Items from a dataset:
════════════════════
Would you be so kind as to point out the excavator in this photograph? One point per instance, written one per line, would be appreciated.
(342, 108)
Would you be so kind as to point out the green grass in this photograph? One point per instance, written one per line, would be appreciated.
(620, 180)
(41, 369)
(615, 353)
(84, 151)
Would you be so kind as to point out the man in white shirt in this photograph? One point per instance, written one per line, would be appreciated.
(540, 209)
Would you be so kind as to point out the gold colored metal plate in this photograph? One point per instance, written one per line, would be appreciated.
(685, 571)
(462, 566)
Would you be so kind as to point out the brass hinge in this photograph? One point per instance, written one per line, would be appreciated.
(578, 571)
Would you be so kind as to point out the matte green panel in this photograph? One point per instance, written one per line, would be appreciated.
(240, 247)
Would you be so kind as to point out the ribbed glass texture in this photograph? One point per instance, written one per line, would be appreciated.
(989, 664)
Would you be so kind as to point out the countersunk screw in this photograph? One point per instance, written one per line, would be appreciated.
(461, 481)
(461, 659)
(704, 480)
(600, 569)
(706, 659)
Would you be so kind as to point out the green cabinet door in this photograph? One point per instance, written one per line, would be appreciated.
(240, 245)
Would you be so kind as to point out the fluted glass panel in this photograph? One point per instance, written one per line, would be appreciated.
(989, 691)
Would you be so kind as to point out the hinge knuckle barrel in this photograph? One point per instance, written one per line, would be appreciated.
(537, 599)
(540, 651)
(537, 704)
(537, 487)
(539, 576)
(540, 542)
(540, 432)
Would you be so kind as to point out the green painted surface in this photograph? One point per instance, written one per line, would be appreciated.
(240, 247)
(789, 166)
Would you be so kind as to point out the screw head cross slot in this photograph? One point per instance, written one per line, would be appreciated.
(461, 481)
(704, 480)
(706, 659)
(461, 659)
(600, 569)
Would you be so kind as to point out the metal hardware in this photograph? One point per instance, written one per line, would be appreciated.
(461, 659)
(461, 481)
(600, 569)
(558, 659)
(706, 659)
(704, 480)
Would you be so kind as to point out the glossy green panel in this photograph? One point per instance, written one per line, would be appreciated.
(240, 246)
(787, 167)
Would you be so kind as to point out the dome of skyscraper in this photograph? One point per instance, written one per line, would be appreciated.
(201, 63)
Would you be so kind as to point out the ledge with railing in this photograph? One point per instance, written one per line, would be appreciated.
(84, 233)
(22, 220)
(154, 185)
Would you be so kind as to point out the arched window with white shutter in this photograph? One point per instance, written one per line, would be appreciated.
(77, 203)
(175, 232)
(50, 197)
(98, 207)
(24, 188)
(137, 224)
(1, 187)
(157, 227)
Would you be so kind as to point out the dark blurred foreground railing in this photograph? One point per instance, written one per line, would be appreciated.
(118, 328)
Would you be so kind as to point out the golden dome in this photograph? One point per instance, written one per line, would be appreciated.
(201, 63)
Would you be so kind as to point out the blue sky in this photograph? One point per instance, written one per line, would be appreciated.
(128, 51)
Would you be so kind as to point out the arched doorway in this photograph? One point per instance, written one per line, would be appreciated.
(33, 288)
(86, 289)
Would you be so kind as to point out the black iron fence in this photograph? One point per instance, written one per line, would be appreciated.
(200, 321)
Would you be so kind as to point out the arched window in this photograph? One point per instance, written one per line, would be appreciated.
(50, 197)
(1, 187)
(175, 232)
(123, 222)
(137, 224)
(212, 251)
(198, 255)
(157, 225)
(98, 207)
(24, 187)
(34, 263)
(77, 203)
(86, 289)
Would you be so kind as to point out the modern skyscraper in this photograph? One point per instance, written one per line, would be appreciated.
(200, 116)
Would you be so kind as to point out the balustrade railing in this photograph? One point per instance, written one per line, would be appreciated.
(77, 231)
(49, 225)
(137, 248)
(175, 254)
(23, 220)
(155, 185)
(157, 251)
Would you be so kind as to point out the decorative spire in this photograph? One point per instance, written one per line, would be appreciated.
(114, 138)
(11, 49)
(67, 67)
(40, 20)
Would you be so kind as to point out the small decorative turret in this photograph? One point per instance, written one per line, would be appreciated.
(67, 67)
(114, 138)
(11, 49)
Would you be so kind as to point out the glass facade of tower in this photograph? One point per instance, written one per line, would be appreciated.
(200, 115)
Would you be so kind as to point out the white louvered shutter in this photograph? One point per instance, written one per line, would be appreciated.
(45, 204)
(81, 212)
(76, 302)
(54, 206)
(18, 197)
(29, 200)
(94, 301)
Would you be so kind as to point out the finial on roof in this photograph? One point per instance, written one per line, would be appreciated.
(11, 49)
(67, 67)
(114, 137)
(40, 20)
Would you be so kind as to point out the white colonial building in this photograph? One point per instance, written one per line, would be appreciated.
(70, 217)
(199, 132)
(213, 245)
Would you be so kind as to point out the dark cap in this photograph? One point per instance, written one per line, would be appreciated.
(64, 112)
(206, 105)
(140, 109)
════════════════════
# Task instructions:
Write out again every entry above, exactly as given.

# Problem solution:
Would you be so kind as to point out the excavator in this photograph? One point per instance, written one per line, would be appreciated.
(342, 108)
Would you be so kind as to point out the green grass in this photograph? One point per instance, written one per line, would be appreciated.
(620, 180)
(41, 369)
(615, 353)
(84, 151)
Would you be so kind as to point out the man in white shirt in this photograph? One point per instance, written one per line, would be appreciated.
(540, 209)
Would you be so kind as to point out the gold colored metal plate in this photograph? One point per instance, written one per line, would be appreciated.
(685, 571)
(462, 566)
Would you be so kind as to point out the brass hinge in this photograph? One point per instance, written one per line, would be appreciated.
(578, 571)
Would you be so kind as to point out the matte green panel in this photograph? One point per instance, written one per line, would be appreciated.
(240, 247)
Would you be so kind as to point out the ribbed glass texture in this photograph? One point per instance, written one per line, would be appreciated.
(989, 664)
Would you be so kind as to point out the countersunk screw in this photograph? One point per instance, written one per line, would be appreciated.
(461, 481)
(461, 659)
(704, 480)
(600, 569)
(706, 659)
Would you be so kind as to point out the green cabinet door in this photograph? One point per instance, written one per line, would be appreciated.
(240, 245)
Would you be so kind as to point out the fluted glass panel in this photograph? One point per instance, written one per line, would be appreciated.
(989, 691)
Would you be so kind as to point out the hinge knuckle barrel in this photograph? One point per instance, written one per line, would be appreciated.
(537, 599)
(540, 651)
(537, 704)
(537, 487)
(539, 576)
(540, 542)
(540, 432)
Would you be so kind as to point out the green painted surface in this photograph? One point per instance, written one per line, would be appreciated.
(240, 247)
(789, 166)
Would you be so kind as to point out the screw head cross slot in this photograph? One point per instance, written one per line, would be appreciated.
(461, 481)
(704, 480)
(706, 659)
(461, 659)
(600, 569)
Would you be so kind as to point out the metal hardware in this photograph? One point per instance, written one per line, would be appreciated.
(461, 659)
(461, 481)
(600, 569)
(558, 659)
(706, 659)
(704, 480)
Would you be so kind as to point out the glossy green panel in this photograph? One point per instance, written one per line, would be appreciated.
(240, 246)
(787, 167)
Would you be so kind as to point out the dome of skyscraper in this photograph? One point per instance, written one per line, would be appreciated.
(201, 63)
Would you be so kind as to point out the ledge with railing in this photograph? One point per instance, written one per line, would be appreciated.
(84, 233)
(22, 220)
(154, 185)
Would you be so kind as to point out the arched window with white shutter in this photograph? One point per instance, written one per line, would be appreciated.
(77, 203)
(175, 232)
(50, 197)
(98, 207)
(24, 188)
(137, 224)
(1, 187)
(157, 227)
Would you be so kind as to point out the dark blurred foreground railing in this photograph? One point per instance, written one per line, would be appreciated.
(118, 328)
Would you be so kind as to point out the golden dome in this photograph? One point per instance, written one per line, would be appreciated.
(201, 63)
Would you be so kind as to point out the blue sky in this photograph? One point per instance, written one per line, would be appreciated.
(128, 51)
Would you be so kind as to point out the arched doorway in this photograph? One point per instance, written one per line, would be appreciated.
(33, 288)
(86, 289)
Would you be so kind as to point out the black iron fence in this photograph? One point per instance, written one per line, would be appreciated.
(200, 321)
Would you be so kind as to point out the arched window in this photograph? One point per instance, written one per line, would be appreciated.
(50, 197)
(1, 187)
(175, 232)
(123, 222)
(137, 224)
(212, 251)
(198, 255)
(157, 225)
(98, 207)
(24, 187)
(34, 263)
(77, 203)
(86, 289)
Would you be so kind as to point out the modern skyscraper in this photograph? One point per instance, written one per line, would be appreciated.
(200, 116)
Would you be so kind as to point out the balustrade railing in this photograph? One point per instance, written one per line, would be appreciated.
(77, 231)
(49, 225)
(137, 248)
(175, 254)
(23, 220)
(155, 185)
(157, 251)
Would you be so kind as to point out the decorative spire in this photograph? One point per instance, written one per line, would be appreciated.
(114, 138)
(11, 49)
(67, 67)
(40, 20)
Would you be so kind as to point out the small decorative turret in this photograph? One point per instance, written one per line, would be appreciated.
(67, 67)
(114, 138)
(11, 49)
Would you be so kind as to point out the glass facade of tower in this photograph? One point per instance, written one per line, would be appreciated.
(200, 115)
Would you be so kind as to point out the white louvered shutter in this photograph? One point per instance, written one per line, would be appreciated.
(45, 204)
(81, 212)
(76, 302)
(54, 206)
(18, 197)
(29, 200)
(94, 301)
Would you be so kind as to point out the finial on roof in this photograph? One point per instance, written one per line, would be appreciated.
(11, 49)
(67, 67)
(114, 137)
(40, 20)
Would you be so kind as to point out the white colonial building in this photograph? One point per instance, written one per line, would be appreciated.
(70, 217)
(199, 132)
(213, 245)
Would you be so kind as to point out the dark cap in this photograph? One point per instance, written one per line, would be appreciated.
(64, 112)
(206, 105)
(140, 109)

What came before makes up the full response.